Do zrobienia
Proszę przepisać fragment historii z wyjazdu do Niemiec od słów "Momencik, trwa przetwarzanie" aż do "tym samym jego..." włącznie, zamieniając "Kauflandu" na "Lidla".

Fragment źródłowy
------------------------

Momencik, trwa przetwarzanie danych   loading-animation

#11180

przez Konto usunięte ·
| Do ulubionych
Historia z wakacyjnego wyjazdu do rodzinki w Niemczech...

Moja mama i ja wraz z ciocią postanowiliśmy pojechać do Kauflandu na zakupy. Jedziemy, żartujemy, dobrze się bawimy. Parkujemy pod sklepem otwieram drzwi auta, a tu nagle z zaparkowanego obok samochodu wyskakuje jakiś Niemiec i zaczyna się na mnie drzeć. Nie znam Niemieckiego więc ciotka tłumaczy.

[C] - Ten Pan twierdzi, że zbyt mocno otworzyłeś drzwi naszego auta i uszkodziłeś tym samym jego...

Nie no niemożliwe, drzwi otwarłem normalnie i zdecydowanie bym poczuł uderzenie w inny samochód! Zaglądam na sąsiednie auto a tam wgniecenie jakby ktoś młotkiem walnął - niemożliwe poczułbym.

Ogólnie sytuacja masakra - facet krzyczy po niemiecku, że zaraz wezwie policje, lub mamy mu zapłacić 500 Euro za naprawę (Sic!) - kupa kasy.

Ciotka dwoi się i troi z tłumaczeniami, wyjaśnia, że uszkodzenie wygląda na wcześniejsze i raczej było spowodowane czymś innym niż drzwi jej auta. Facet rzuca się dlaczego to ja z nim nie rozmawiam, na co Ciotka, że jesteśmy turystami z Polski i nie znamy języka. Facet nakręca się jeszcze bardziej - tych parę przekleństw które powiedział po niemiecku akurat potrafiłem sobie przetłumaczyć.
Koniec końców sytuacja już bardzo napięta.

Decyzja - wzywamy policję.

------------------------

Dane
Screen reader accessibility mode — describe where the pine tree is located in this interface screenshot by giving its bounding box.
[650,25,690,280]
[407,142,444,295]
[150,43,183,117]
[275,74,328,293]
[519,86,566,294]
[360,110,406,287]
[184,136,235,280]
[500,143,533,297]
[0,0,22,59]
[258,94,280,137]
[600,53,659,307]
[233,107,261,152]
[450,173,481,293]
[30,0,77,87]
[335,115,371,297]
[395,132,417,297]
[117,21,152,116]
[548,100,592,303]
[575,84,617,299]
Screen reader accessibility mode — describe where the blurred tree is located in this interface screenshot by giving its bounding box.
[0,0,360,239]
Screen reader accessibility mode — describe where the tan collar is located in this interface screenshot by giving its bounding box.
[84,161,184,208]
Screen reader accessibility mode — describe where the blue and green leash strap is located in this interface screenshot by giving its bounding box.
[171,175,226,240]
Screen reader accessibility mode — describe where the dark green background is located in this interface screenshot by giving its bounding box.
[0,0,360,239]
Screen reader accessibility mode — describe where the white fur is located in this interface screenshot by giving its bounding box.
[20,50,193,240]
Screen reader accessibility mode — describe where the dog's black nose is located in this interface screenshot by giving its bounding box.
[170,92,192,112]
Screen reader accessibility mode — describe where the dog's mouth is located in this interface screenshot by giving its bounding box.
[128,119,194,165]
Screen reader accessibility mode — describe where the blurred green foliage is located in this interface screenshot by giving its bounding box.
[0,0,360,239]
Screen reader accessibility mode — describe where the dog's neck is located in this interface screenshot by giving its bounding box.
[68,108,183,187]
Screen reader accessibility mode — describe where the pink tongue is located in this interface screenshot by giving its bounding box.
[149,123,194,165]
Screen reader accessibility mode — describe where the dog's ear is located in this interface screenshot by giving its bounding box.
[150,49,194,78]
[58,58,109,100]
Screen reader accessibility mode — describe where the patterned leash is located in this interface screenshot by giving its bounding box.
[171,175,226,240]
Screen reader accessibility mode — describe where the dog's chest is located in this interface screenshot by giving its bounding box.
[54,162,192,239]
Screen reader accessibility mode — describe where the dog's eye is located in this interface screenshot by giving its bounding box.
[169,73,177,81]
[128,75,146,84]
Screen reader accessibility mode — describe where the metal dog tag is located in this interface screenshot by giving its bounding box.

------------------------

Wykonane ćwiczenie
Momencik, trwa przetwarzanie danych   loading-animation

#11180

przez Konto usunięte ·
| Do ulubionych
Historia z wakacyjnego wyjazdu do rodzinki w Niemczech...

Moja mama i ja wraz z ciocią postanowiliśmy pojechać do Lidla na zakupy. Jedziemy, żartujemy, dobrze się bawimy. Parkujemy pod sklepem otwieram drzwi auta, a tu nagle z zaparkowanego obok samochodu wyskakuje jakiś Niemiec i zaczyna się na mnie drzeć. Nie znam Niemieckiego więc ciotka tłumaczy.

[C] - Ten Pan twierdzi, że zbyt mocno otworzyłeś drzwi naszego auta i uszkodziłeś tym samym jego...